Rescale the stretch from the line containing "One point lands on each instance of the shirt" through the line containing "(1092, 299)". Write every line in it again, requests included, with each coordinate in the answers multiplied by 1.6 and rounded to a whole number, halves up.

Entries labeling object positions
>>

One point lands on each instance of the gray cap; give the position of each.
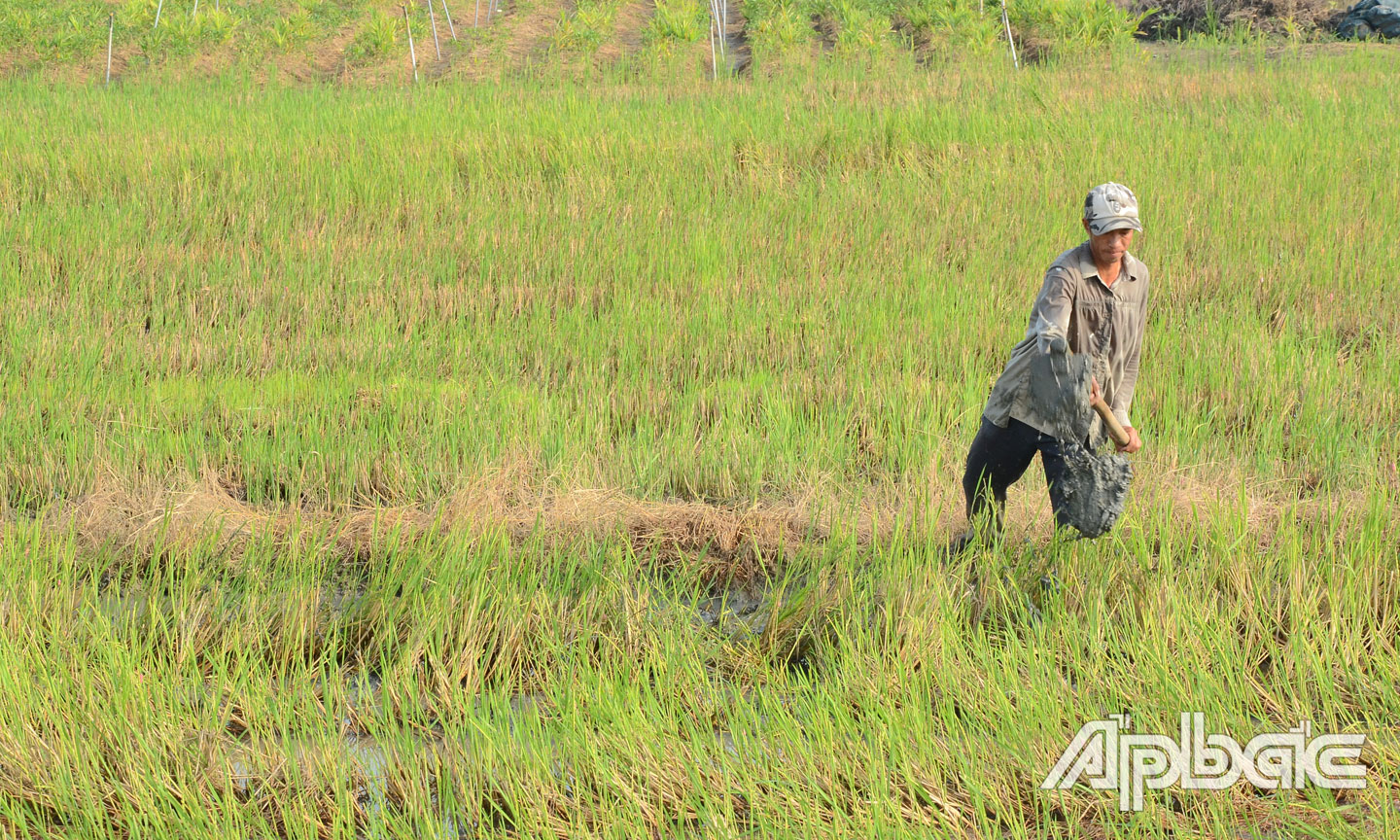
(1110, 207)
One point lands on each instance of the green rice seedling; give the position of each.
(378, 38)
(575, 460)
(292, 31)
(678, 19)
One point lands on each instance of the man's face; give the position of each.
(1110, 247)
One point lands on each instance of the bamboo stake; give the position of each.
(433, 19)
(449, 25)
(111, 24)
(413, 56)
(1011, 41)
(715, 64)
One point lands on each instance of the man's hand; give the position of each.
(1135, 441)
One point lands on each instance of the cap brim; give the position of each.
(1114, 223)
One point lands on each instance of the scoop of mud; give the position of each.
(1094, 487)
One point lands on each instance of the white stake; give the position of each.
(111, 22)
(433, 19)
(715, 64)
(1009, 40)
(451, 28)
(413, 56)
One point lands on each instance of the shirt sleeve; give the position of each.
(1055, 304)
(1123, 394)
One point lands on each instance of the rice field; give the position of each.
(546, 460)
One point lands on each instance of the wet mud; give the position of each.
(1094, 487)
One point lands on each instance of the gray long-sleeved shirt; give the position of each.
(1104, 322)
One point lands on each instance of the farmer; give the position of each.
(1092, 299)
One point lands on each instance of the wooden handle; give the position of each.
(1116, 430)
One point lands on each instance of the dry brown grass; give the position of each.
(1176, 18)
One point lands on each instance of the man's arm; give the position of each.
(1123, 394)
(1055, 304)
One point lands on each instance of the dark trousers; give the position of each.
(998, 457)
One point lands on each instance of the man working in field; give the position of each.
(1092, 301)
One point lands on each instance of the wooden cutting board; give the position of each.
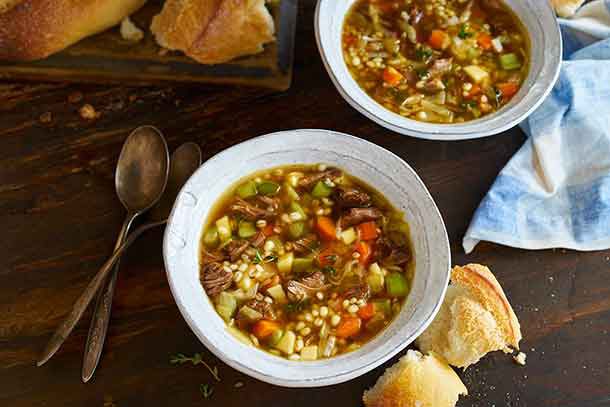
(107, 58)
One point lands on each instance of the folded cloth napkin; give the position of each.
(555, 192)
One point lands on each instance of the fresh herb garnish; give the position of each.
(329, 270)
(196, 359)
(206, 390)
(464, 33)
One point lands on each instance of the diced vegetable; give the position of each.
(367, 230)
(366, 252)
(284, 263)
(396, 285)
(348, 327)
(326, 228)
(321, 190)
(250, 314)
(508, 89)
(265, 328)
(286, 344)
(296, 230)
(268, 188)
(383, 306)
(246, 229)
(309, 352)
(375, 278)
(247, 189)
(348, 236)
(302, 264)
(277, 293)
(366, 312)
(391, 76)
(439, 39)
(484, 40)
(223, 226)
(510, 61)
(210, 237)
(476, 73)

<<

■ **FINISHED ANSWER**:
One point lands on each instance of the shirt sleeve; give the position of each.
(1688, 486)
(1797, 630)
One point lands on each instance of the rice field; give the position of each.
(874, 736)
One point lands on each instance of the wet mud; give the position of each.
(1750, 779)
One point lands on each instance of the gray long-sleeved shirt; give the position of each.
(1766, 515)
One point lands on each instance of the farmer; give the position of each.
(1747, 478)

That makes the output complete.